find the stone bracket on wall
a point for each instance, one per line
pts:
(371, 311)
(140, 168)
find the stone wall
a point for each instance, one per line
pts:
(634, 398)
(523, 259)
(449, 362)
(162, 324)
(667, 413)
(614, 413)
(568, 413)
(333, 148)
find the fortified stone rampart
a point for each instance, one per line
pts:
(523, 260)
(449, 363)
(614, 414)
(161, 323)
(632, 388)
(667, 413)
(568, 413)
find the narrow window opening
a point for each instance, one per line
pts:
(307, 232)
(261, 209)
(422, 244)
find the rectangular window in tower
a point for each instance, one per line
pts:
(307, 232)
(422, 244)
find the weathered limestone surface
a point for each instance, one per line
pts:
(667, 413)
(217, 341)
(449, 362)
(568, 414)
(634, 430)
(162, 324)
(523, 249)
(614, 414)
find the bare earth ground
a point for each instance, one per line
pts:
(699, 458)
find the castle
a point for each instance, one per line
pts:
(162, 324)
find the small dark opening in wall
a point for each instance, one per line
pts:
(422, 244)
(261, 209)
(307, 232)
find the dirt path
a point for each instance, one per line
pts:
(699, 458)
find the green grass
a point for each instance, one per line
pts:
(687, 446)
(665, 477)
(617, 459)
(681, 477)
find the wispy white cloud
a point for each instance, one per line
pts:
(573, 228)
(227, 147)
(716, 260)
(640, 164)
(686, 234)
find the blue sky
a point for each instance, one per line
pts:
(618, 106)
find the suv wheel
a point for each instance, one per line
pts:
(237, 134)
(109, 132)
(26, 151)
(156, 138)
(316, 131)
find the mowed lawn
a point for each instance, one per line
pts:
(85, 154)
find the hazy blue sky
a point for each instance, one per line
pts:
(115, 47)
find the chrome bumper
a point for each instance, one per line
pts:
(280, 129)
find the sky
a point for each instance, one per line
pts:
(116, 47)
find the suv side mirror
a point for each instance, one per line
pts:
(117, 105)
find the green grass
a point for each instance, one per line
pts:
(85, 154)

____________________

* [THE PROBLEM] Output the records above in their entirety, exactly.

* [TASK RESPONSE]
find the stone bracket on wall
a point for each instance, one per line
pts:
(371, 311)
(140, 168)
find the stone wall
a point for each instance, one per line
pts:
(634, 398)
(523, 259)
(449, 362)
(162, 324)
(667, 413)
(614, 413)
(568, 413)
(333, 148)
find the fortified stone rampart
a point for each instance, one per line
pts:
(523, 260)
(449, 363)
(614, 414)
(161, 323)
(632, 388)
(667, 413)
(568, 413)
find the narrow window opening
a point for each instance, one per line
pts:
(307, 232)
(261, 209)
(422, 244)
find the rectangular window in tower
a point for each instance, one per line
pts:
(307, 232)
(422, 244)
find the weathered limestone surface
a point for each instance, one per line
pts:
(667, 413)
(217, 341)
(449, 362)
(568, 414)
(634, 430)
(162, 324)
(523, 249)
(614, 414)
find the bare earth ground
a point for each instance, one per line
pts:
(699, 458)
find the castle
a point for each instance, one per line
pts:
(162, 324)
find the small dark opening in wall
a point for each instance, one per line
pts:
(422, 244)
(261, 209)
(307, 232)
find the dirt path
a point for each instance, one per line
pts:
(699, 458)
find the green grass
a point for each instance, one per line
pts:
(687, 446)
(665, 477)
(617, 459)
(681, 477)
find the wispy white cloud
a point for each instance, one per line
pts:
(573, 228)
(227, 147)
(716, 260)
(640, 164)
(686, 234)
find the blue sky
a point for each instance, one per line
pts:
(618, 106)
find the suv wheel
a point for each instance, one per line
pts:
(237, 134)
(109, 132)
(26, 151)
(156, 138)
(316, 131)
find the mowed lawn
a point for each instance, one per line
pts:
(85, 154)
find the hazy blue sky
a point for each instance, one per line
pts:
(115, 47)
find the chrome bumper
a point for each instance, one per line
pts:
(280, 129)
find the sky
a point for each instance, one per line
pts:
(116, 47)
find the suv side mirror
a point for each instance, one per line
pts:
(117, 105)
find the green grass
a point for each instance, one per line
pts:
(85, 154)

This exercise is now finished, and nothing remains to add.